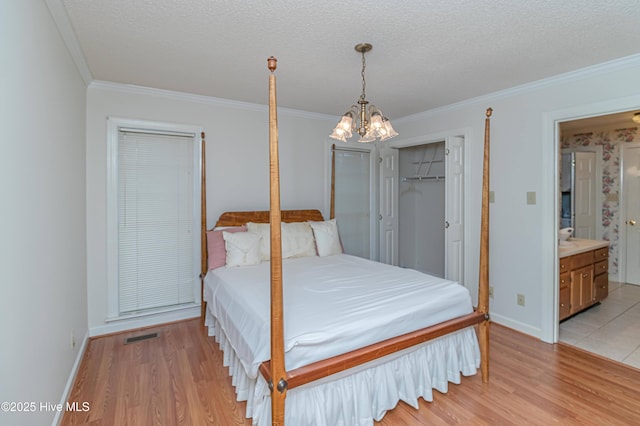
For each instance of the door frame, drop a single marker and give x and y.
(549, 193)
(622, 236)
(469, 262)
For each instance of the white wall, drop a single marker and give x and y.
(42, 231)
(523, 159)
(237, 162)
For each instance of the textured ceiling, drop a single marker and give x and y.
(426, 53)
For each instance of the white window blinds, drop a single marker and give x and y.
(155, 220)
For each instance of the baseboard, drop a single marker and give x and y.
(144, 321)
(516, 325)
(71, 380)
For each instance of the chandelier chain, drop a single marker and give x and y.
(364, 84)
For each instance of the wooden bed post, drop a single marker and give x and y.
(332, 211)
(203, 227)
(278, 373)
(483, 281)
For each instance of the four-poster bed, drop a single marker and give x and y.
(310, 379)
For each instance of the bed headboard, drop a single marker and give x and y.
(240, 218)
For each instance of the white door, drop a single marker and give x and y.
(631, 213)
(388, 216)
(454, 231)
(585, 195)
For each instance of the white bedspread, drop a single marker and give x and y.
(333, 305)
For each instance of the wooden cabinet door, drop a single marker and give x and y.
(601, 285)
(581, 288)
(565, 302)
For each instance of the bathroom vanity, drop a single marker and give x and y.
(584, 278)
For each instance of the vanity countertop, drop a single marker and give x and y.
(579, 245)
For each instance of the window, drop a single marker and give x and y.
(154, 217)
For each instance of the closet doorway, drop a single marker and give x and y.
(421, 208)
(430, 188)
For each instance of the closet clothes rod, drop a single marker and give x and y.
(408, 178)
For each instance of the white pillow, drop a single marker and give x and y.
(297, 240)
(263, 230)
(327, 238)
(243, 248)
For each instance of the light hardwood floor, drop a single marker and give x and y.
(178, 379)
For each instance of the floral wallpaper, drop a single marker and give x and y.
(610, 140)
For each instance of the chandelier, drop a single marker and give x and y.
(372, 123)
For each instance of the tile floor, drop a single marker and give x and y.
(611, 329)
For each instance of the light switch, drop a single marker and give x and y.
(612, 197)
(531, 197)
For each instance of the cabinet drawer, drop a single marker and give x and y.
(565, 280)
(601, 267)
(565, 264)
(602, 253)
(582, 259)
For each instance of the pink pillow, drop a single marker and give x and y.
(215, 246)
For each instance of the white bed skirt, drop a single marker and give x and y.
(362, 394)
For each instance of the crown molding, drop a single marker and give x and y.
(591, 71)
(207, 100)
(61, 19)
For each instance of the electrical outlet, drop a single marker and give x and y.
(531, 197)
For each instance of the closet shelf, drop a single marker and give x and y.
(408, 178)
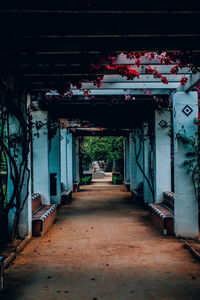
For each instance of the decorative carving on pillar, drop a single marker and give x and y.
(187, 110)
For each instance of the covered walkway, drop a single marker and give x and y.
(103, 246)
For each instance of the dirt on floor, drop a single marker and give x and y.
(103, 247)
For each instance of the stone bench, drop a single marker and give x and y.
(162, 214)
(43, 215)
(66, 196)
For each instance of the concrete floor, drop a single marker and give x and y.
(103, 247)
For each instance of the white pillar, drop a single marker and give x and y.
(64, 166)
(185, 109)
(162, 155)
(69, 161)
(25, 216)
(132, 163)
(139, 150)
(126, 160)
(54, 168)
(136, 148)
(148, 197)
(41, 157)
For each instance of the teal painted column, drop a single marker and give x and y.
(162, 155)
(69, 161)
(64, 165)
(185, 109)
(148, 196)
(41, 182)
(25, 217)
(55, 168)
(126, 160)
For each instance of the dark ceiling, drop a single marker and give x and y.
(46, 45)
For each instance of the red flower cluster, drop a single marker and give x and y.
(150, 70)
(174, 70)
(78, 85)
(86, 93)
(98, 81)
(183, 80)
(124, 70)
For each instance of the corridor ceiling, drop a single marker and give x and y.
(46, 45)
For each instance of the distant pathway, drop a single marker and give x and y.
(103, 247)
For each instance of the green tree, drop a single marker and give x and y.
(102, 148)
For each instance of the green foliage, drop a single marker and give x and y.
(101, 148)
(86, 180)
(117, 179)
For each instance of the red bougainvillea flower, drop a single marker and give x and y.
(86, 93)
(127, 97)
(183, 80)
(164, 80)
(174, 70)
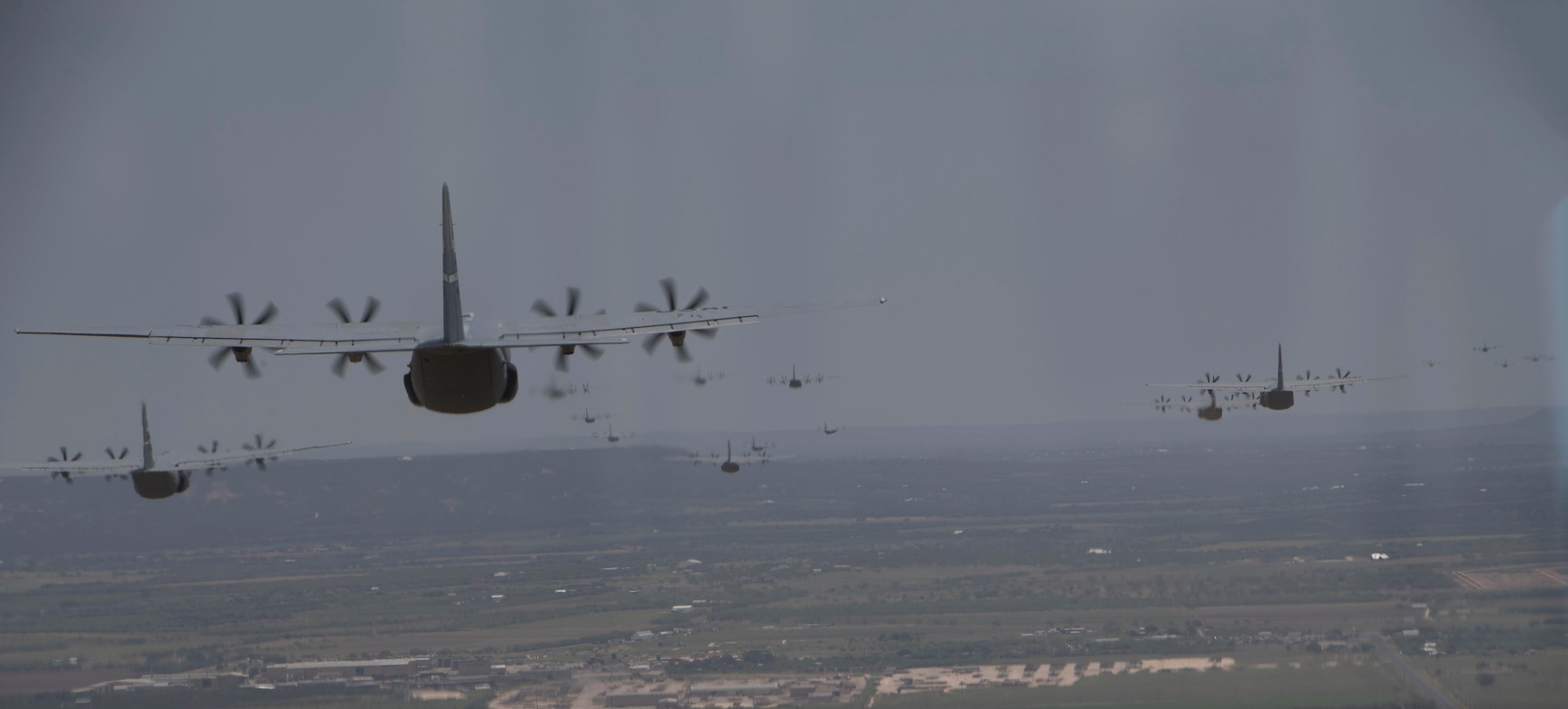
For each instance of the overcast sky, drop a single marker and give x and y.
(1062, 203)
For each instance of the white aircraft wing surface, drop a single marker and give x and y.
(1225, 387)
(358, 336)
(189, 465)
(636, 324)
(1327, 384)
(369, 338)
(71, 468)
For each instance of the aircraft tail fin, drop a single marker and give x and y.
(451, 302)
(147, 440)
(1282, 366)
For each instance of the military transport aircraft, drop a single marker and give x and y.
(796, 382)
(148, 478)
(1277, 396)
(460, 365)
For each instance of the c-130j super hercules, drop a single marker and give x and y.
(460, 365)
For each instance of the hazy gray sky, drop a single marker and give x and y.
(1062, 202)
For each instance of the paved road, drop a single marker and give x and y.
(1418, 680)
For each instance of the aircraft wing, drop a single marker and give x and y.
(1225, 387)
(71, 468)
(634, 324)
(352, 336)
(369, 338)
(189, 465)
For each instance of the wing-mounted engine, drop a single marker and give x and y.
(261, 448)
(573, 300)
(65, 457)
(341, 366)
(678, 338)
(241, 354)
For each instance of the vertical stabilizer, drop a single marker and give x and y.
(147, 440)
(1282, 368)
(451, 304)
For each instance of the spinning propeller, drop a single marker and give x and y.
(260, 448)
(678, 338)
(241, 354)
(573, 297)
(65, 457)
(372, 307)
(214, 451)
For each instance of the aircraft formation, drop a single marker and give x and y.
(456, 366)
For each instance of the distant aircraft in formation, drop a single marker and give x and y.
(589, 418)
(794, 382)
(556, 393)
(460, 365)
(611, 435)
(150, 479)
(1277, 398)
(702, 379)
(730, 460)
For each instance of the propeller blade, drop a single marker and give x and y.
(267, 315)
(669, 285)
(238, 305)
(336, 305)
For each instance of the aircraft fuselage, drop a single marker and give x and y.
(460, 380)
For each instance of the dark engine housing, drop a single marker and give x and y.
(161, 484)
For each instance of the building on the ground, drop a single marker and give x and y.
(733, 689)
(542, 674)
(313, 672)
(655, 696)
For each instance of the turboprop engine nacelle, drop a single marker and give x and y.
(161, 484)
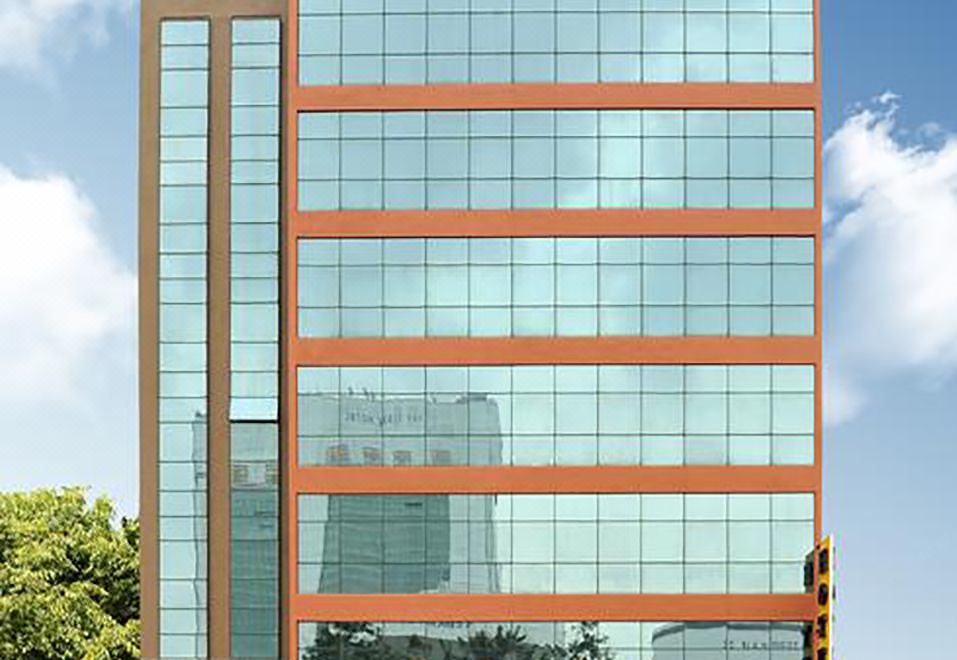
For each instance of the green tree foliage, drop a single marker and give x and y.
(69, 578)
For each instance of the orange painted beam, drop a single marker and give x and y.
(557, 222)
(559, 607)
(554, 350)
(556, 96)
(529, 479)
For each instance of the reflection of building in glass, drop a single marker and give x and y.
(757, 640)
(365, 430)
(417, 545)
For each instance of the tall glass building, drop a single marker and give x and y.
(479, 328)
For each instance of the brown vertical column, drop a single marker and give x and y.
(219, 214)
(149, 328)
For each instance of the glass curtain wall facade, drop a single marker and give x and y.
(254, 337)
(183, 393)
(479, 328)
(555, 345)
(210, 222)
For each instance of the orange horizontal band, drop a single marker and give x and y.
(554, 350)
(526, 479)
(558, 222)
(556, 96)
(565, 607)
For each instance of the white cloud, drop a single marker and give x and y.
(891, 255)
(64, 296)
(32, 31)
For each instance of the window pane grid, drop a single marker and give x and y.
(757, 286)
(544, 415)
(563, 159)
(353, 44)
(254, 355)
(583, 543)
(182, 440)
(622, 640)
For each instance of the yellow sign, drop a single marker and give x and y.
(819, 578)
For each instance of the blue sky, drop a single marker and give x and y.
(67, 397)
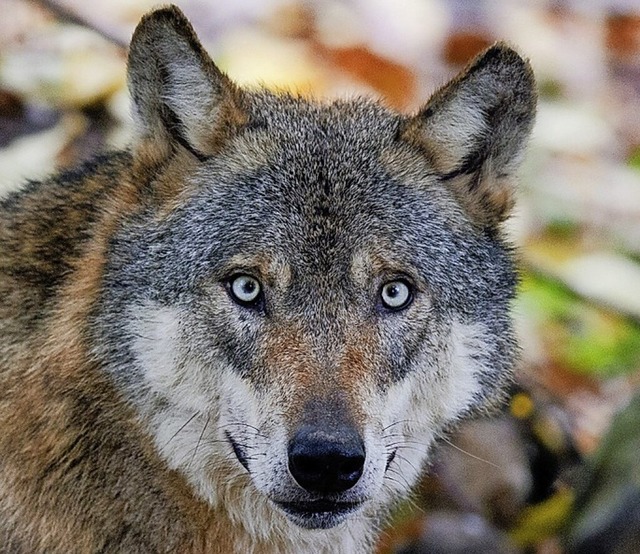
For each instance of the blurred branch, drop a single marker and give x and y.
(64, 13)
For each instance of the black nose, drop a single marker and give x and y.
(326, 460)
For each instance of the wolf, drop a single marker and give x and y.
(245, 332)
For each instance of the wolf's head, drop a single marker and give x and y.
(303, 295)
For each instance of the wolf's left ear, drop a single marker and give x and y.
(179, 95)
(474, 131)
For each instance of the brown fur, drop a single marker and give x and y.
(79, 468)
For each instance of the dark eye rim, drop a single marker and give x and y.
(406, 303)
(257, 303)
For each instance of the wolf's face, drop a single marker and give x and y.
(334, 288)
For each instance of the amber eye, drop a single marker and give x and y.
(396, 295)
(245, 290)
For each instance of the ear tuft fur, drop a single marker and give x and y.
(179, 95)
(474, 131)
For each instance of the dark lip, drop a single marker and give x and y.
(318, 514)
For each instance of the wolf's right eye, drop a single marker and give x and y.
(245, 290)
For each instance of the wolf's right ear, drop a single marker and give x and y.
(474, 131)
(179, 95)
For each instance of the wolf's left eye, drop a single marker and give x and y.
(396, 295)
(245, 290)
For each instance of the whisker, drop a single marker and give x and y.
(182, 427)
(469, 453)
(200, 439)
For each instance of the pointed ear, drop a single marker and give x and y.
(474, 131)
(179, 95)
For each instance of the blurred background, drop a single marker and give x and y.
(559, 470)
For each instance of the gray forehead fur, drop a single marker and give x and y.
(324, 193)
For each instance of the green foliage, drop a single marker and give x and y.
(578, 335)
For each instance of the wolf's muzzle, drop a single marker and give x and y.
(326, 461)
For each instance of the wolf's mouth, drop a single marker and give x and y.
(318, 514)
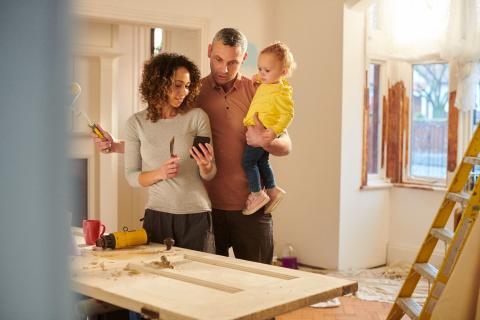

## YOUR TASK
Please arrange the data above as a JSON list of strings, with one string per line, beginning at the line that contains "For each instance of the corridor" and stopping after the line that contains "(1062, 203)". Skip blank lines, and leave the pictures out.

## FULL SOLUTION
[
  "For each instance of the corridor ceiling, drop a single marker and give x and y.",
  "(46, 45)",
  "For each instance of the distant pathway, drop a single marker and give x and y.",
  "(103, 247)",
  "For each instance of the green tree, drop a single marker and give x and y.",
  "(102, 148)",
  "For each instance of the green foliage, drop a single marker and give x and y.",
  "(101, 148)",
  "(86, 180)",
  "(117, 179)",
  "For each instance of the red bougainvillea flower, drop a single marker and give x and y.",
  "(86, 93)",
  "(127, 97)",
  "(183, 80)",
  "(164, 80)",
  "(174, 70)",
  "For each instance of the overcast sky, drop a single marker and give x and y.",
  "(1062, 203)"
]